Exercise details: Return the entries in their entirety, precisely as given.

Segment Start: Material provided

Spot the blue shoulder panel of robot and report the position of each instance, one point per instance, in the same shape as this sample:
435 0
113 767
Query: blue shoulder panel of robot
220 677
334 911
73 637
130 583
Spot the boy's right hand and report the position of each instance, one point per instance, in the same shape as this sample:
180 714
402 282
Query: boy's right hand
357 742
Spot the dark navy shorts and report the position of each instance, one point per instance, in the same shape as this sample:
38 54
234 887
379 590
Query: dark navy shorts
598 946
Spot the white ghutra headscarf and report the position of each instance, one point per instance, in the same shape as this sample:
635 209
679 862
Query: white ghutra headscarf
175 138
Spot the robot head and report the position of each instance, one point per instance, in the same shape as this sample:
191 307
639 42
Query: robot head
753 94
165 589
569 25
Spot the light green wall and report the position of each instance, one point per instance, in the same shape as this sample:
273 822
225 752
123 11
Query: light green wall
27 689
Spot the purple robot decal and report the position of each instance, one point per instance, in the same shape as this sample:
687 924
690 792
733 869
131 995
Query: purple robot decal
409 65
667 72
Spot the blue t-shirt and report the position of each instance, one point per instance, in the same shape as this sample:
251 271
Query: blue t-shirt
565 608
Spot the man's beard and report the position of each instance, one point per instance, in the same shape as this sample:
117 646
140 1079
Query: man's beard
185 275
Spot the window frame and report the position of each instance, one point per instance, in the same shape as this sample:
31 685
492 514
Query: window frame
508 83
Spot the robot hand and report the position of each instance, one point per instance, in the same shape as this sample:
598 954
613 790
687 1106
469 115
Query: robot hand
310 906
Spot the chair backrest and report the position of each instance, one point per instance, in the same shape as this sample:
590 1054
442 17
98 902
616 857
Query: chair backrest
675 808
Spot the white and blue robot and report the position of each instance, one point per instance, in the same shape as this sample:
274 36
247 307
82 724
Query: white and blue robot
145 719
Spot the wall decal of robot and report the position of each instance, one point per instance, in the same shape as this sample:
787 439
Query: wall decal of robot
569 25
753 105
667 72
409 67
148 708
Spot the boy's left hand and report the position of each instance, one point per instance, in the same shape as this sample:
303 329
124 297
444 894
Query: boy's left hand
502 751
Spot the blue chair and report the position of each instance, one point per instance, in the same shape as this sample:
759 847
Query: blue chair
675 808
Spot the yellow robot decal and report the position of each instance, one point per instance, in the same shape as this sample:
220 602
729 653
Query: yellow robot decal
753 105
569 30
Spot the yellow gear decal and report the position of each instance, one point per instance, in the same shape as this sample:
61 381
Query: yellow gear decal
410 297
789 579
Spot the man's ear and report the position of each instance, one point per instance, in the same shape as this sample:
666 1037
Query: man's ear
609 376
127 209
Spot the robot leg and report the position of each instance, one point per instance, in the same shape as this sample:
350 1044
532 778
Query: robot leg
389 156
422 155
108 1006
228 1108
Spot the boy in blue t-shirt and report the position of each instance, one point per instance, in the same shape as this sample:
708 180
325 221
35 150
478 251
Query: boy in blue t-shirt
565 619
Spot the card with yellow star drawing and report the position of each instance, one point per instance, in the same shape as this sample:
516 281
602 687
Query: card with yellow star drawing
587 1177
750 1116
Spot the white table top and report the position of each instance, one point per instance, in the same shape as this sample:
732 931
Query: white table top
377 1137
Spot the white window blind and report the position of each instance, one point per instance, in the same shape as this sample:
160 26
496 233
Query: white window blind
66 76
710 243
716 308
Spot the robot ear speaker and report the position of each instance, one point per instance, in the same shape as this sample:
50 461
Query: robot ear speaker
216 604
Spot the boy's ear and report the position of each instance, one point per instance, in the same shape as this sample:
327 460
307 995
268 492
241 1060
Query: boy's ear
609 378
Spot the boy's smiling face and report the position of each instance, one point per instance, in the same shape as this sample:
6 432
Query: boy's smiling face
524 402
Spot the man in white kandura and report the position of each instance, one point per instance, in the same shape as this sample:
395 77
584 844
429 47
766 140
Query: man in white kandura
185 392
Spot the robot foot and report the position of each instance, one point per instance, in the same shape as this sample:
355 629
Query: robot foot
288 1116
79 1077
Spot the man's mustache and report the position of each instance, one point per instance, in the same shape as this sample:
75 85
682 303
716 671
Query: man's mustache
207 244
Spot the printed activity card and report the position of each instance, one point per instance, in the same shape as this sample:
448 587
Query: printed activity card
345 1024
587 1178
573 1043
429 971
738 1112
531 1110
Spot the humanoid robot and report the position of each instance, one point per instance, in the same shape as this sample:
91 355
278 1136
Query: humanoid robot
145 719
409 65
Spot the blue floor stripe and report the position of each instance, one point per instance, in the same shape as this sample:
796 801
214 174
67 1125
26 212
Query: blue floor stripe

Segment End: Material provided

Your response:
Spot the blue shoulder panel of robot and report the position of each instance, one point per instance, in the same shape as this sample:
435 0
113 767
Query: blue shoulder panel of robot
220 677
334 911
73 637
130 583
Spot the boy's right hand and report the position of each instance, one point per instance, in the same shape as this sample:
180 714
402 282
Query: boy's right hand
357 742
Spot the dark navy shorts and report the position of each instance, one point per instance, in the same shape as this sample:
38 54
234 887
379 590
Query: dark navy shorts
598 946
Spot the white ghutra headscarf and report the position of each instance, one point per instance, in the same shape as this sample:
635 209
679 862
Query: white ghutra headscarf
175 138
Spot the robot head and report the position of each instance, one point per instance, in the same shape as this sample:
191 307
639 42
Query: robot head
753 94
165 589
569 25
Spot the light green wall and report the position of each instance, one point per instance, in the same shape as this sample:
273 822
225 752
123 11
Query: light green wall
27 689
Spot the purple robot decal and report the position of each instance, one point per instance, in the same shape as this sample:
687 924
690 792
733 869
131 995
Query: purple robot decal
409 65
667 72
Spot the blue t-shirt and report the position of each instance, one point per instance, in the same shape as this sample:
251 271
Query: blue t-shirt
565 608
Spot the man's beard and report the position of each instance, one point per instance, in the same shape as this sample:
117 646
140 1079
Query: man's beard
185 275
Spot the window frame and report the position of each instance, one point per instance, in the same shape as this sample:
31 685
492 514
Query: window frame
508 83
Spot the robot hand and report the position of each instance, one point per instance, in the same shape as this sample:
598 954
613 790
687 1106
469 115
Query: robot hand
310 906
Spot the chair backrest and report the position of each instance, one point per instance, in the same shape as this sample:
590 1054
442 17
98 902
616 857
Query: chair backrest
675 808
Spot the white and blue robot and report the position of each instance, one point per instance, in the same shape as this sample:
274 36
247 307
82 724
Query: white and blue robot
145 719
Spot the wall decal of robot and report the position of each instance, one point per instance, in the same shape as this sample:
787 439
Query: wall decal of robot
569 25
753 105
667 72
409 67
148 708
Spot the boy's left hand and report the position of each instance, one point per instance, in the same shape as this sample:
303 329
124 297
444 894
Query: boy's left hand
502 751
Spot the blue chair and report the position of each instance, one point per instance, in the same shape as this sample:
759 847
Query: blue chair
675 808
Spot the yellow robot decal and report the position of each instance, one point per instance, in the same shape as this sample:
220 602
729 653
Query: yellow robot decal
753 105
569 30
Spot the yellow gear decal and report the position of each instance, one point per instance, in the same shape as this sample:
61 381
Query: yellow gear decal
410 297
789 579
Spot the man's ear and report the position of each instance, one point per instance, in the same shape as this sample:
666 1037
Query: man's ear
609 376
127 209
Spot the robot leg and report the position of each instance, one point per instance, in the same shape as this sample:
350 1044
532 778
Query: robot leg
389 156
422 155
108 1006
228 1108
Spot the boy in blue t-shirt and report the position of each instance, one point per instance, in the same shape as this sample:
708 180
325 221
35 150
478 251
Query: boy in blue t-shirt
565 619
Spot the card with yellow star drawing and report the position of each instance, one point per instance, in the same shape as this sample:
516 281
602 687
Query: card with yellow star drawing
587 1177
750 1116
Spot the white table top and report the position of each instance, one point per instance, in the same shape as this sample:
732 931
Query: white table top
377 1137
Spot the white window blind and report the position of each instance, one point per instance, in the same shape as this sample:
160 26
496 233
Query: white window blind
66 76
710 243
716 308
Spot the robot ear speaker and report the position of each instance, one point per instance, in the same shape as this sample:
50 461
Query: robot ear speaker
216 604
Spot the boy's ear and report the position of each instance, one point per instance, in the same shape as this sample:
327 460
307 995
268 492
241 1060
Query: boy's ear
609 378
Spot the boy's smiling face and report the position of each instance, one point per instance, in the same shape as this sample:
6 432
Query: boy's smiling face
524 402
Spot the man in white kandura and report the position of each instance, one point per instance, in the same shape as this sample:
395 77
584 844
429 47
766 140
Query: man in white kandura
185 392
Spot the robot foot and report the position of each instance, one point per instance, in the same shape as this sample:
355 629
Query: robot foot
288 1116
79 1077
Spot the man's mustache and report the position of each instance, one point per instance, in the same shape as this sample:
75 85
682 303
716 671
Query: man's mustache
207 244
Spot the printed activity card and report the position of each instance, one point per instance, in the same shape as this sample:
448 587
Query: printed activity card
345 1024
587 1178
573 1043
429 971
738 1112
531 1110
Spot the humanoid robot and report the position of each instance, one point per instance, in the same shape as this sample:
91 355
278 1136
Query: humanoid robot
145 719
409 65
Spot the blue floor stripe and report the position of each instance, one point per instance, in the same shape as this sample:
796 801
214 174
67 1125
26 212
Query: blue floor stripe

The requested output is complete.